- _TASK DESCRIPTION_:
Copy the listing below, renaming "car shadow" to "vehicle shadow" and keeping everything else the same.
<<<<
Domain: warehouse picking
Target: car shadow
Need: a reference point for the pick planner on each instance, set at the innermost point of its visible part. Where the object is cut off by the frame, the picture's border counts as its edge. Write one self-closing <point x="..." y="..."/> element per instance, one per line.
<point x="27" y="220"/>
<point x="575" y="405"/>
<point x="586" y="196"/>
>>>>
- _SOLUTION BELOW_:
Domain: warehouse picking
Target: vehicle shadow
Need: a reference point for the pick planner on each instance, set at the innermost point of its visible part. Where the object is cut off by the frame, the picture's border counts as its edge. Write one self-closing <point x="..." y="..."/> element per instance, one per line.
<point x="27" y="220"/>
<point x="575" y="405"/>
<point x="586" y="196"/>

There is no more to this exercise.